◆ TUGAS ◆
A: Salin ulang sebagian teks tentang Dusun Lidung. Mulai dari kata-kata yang memuat "Aku dikenalkan pada" dan berhenti setelah "Desa Jongkong Hulu.".
B: Menurut teks tentang Dusun Lidung, berapa kepala keluarga yang tinggal di dusun itu?
C: Tolong tentukan apakah setiap pernyataan berikut sesuai dengan teks tentang Dusun Lidung. Jawab ya atau tidak, lalu kutip kata-kata penentunya dari teks: (i) Dusun Lidung letaknya paling jauh dari kantor desa. (ii) Rumah-rumah di Dusun Lidung terbuat dari batu. (iii) Perjalanan ke Dusun Lidung lama karena jaraknya jauh.

Waktu sudah menunjukkan pukul 08.00, tapi Kantor Desa Benuis masih terkunci. Dari kejauhan terlihat Pak Ambo, Sekdes Desa Benuis, sedang berjalan kaki menuju kantor desa. Di antara seluruh perangkat desa, rumah Pak Ambo paling dekat dengan kantor desa. Karena alasan itu, kunci kantor desa dipercayakan kepada beliau. Tak selang berapa lama, para perangkat desa mulai berdatangan. Tidak hanya itu, beberapa warga datang ke kantor desa. Baik yang akan mengurus keperluan administrasi, maupun sekadar menikmati kopi dan berkumpul dengan warga desa lainnya di kantor desa. Rencananya pagi ini kami akan diajak ke Dusun Lidung.
Aku dikenalkan pada Pak Alexander Yum yang merupakan kepala dusun Dusun Lidung. Dusun ini merupakan satu dari tiga dusun yang ada di Desa Benuis. Berbeda dengan Dusun Rimba Panjang dan Dusun Sawah, Dusun Lidung ini letaknya paling jauh dari kantor desa. Bahkan secara wilayah, dusun ini masuk dalam wilayah Desa Jongkong Hulu.
Baca Juga: Hutan Desa Benuis
Perjalanan menuju Dusun Lidung memerlukan waktu sekitar 10 menit. Perjalanan lama bukan karena jauh, tapi karena jalan yang dilewati masih berupa jalan tanah. Saking seringnya melewati jalan tanah ini, aku jadi terbiasa dengan jalan tanah. Meskipun jalan lebar, permukaan tanah masih belum rata. Diperlukan kejelian untuk melewati setiap ruas jalan tanah ini. Ruas jalan tanah ini memang jadi bagian terakhir dari seluruh jalan yang menghubungkan antar desa yang belum diperbaiki.
Bagi warga Desa Benuis dan Dusun Lidung, jalanan berupa tanah merupakan hal yang biasa bagi mereka. Pembangunan jalan ini menghubungkan beberapa desa di dua kecamatan. Proses pengerjaan jalan dimulai dari desa-desa yang berada di ujung. Kemudian akan bertemu di desa yang berada di tengah. Posisi Desa Benuis yang berada di tengah, mengakibatkan pembangunan jalan desa ini menjadi bagian terakhir yang diperbaiki.
Ketika pertama kali tiba di Dusun Lidung, dusun ini terlihat seperti dusun pada umumnya. Area pemukiman, lahan perkebunan, fasilitas ibadah, dan balai pertemuan ada di dusun ini. Rumah-rumah di dusun ini berbahan dasar kayu dengan model rumah panggung. Tidak jauh dari rumah, biasanya terdapat kandang babi milik warga. Babi ini akan disembelih dan dikonsumsi ketika ada sebuah perayaan (gawe). Baik perayaan adat, maupun perayaan keagamaan. Mayoritas warga dusun merupakan Suku Dayak Mayan. Ada sekitar 50 kepala keluarga yang tinggal di dusun ini.

◆ BAGIAN DATA ◆

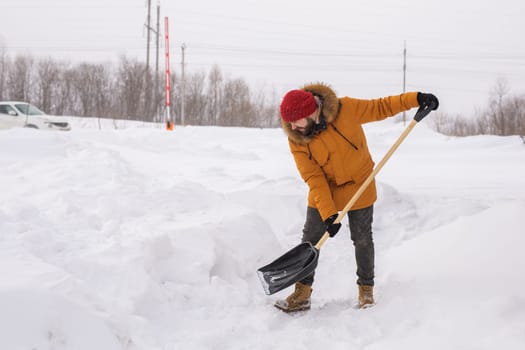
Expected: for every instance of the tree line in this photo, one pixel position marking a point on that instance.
(503, 115)
(126, 90)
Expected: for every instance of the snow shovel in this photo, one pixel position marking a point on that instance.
(302, 260)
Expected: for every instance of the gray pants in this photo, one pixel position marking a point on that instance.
(361, 234)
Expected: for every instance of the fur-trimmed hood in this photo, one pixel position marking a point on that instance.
(330, 110)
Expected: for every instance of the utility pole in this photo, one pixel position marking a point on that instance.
(183, 86)
(404, 75)
(157, 100)
(148, 73)
(148, 27)
(169, 124)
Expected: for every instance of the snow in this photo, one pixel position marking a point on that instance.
(133, 237)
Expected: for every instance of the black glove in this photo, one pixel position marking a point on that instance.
(427, 100)
(330, 226)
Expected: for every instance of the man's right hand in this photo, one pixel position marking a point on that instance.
(427, 100)
(330, 226)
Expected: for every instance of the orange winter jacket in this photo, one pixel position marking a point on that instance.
(336, 161)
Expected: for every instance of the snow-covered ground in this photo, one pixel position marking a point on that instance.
(139, 238)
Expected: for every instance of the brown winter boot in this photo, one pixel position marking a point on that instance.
(366, 296)
(299, 300)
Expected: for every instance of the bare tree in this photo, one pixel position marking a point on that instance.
(47, 81)
(195, 98)
(4, 62)
(214, 94)
(19, 78)
(130, 87)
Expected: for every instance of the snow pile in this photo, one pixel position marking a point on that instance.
(138, 238)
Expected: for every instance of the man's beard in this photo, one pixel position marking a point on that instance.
(308, 129)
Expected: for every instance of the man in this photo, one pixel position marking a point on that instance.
(331, 153)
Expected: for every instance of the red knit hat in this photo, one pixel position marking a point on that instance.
(297, 104)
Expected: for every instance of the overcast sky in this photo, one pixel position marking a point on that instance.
(455, 49)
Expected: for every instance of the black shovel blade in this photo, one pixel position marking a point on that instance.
(290, 268)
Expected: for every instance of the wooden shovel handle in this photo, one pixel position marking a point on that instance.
(421, 113)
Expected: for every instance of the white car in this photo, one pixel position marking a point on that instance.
(23, 114)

◆ HASIL ◆
A:
Aku dikenalkan pada Pak Alexander Yum yang merupakan kepala dusun Dusun Lidung. Dusun ini merupakan satu dari tiga dusun yang ada di Desa Benuis. Berbeda dengan Dusun Rimba Panjang dan Dusun Sawah, Dusun Lidung ini letaknya paling jauh dari kantor desa. Bahkan secara wilayah, dusun ini masuk dalam wilayah Desa Jongkong Hulu.

B: Sekitar 50 kepala keluarga.

C:
(i) Ya: "Dusun Lidung ini letaknya paling jauh dari kantor desa."
(ii) Tidak: "Rumah-rumah di dusun ini berbahan dasar kayu dengan model rumah panggung."
(iii) Tidak: "Perjalanan lama bukan karena jauh, tapi karena jalan yang dilewati masih berupa jalan tanah."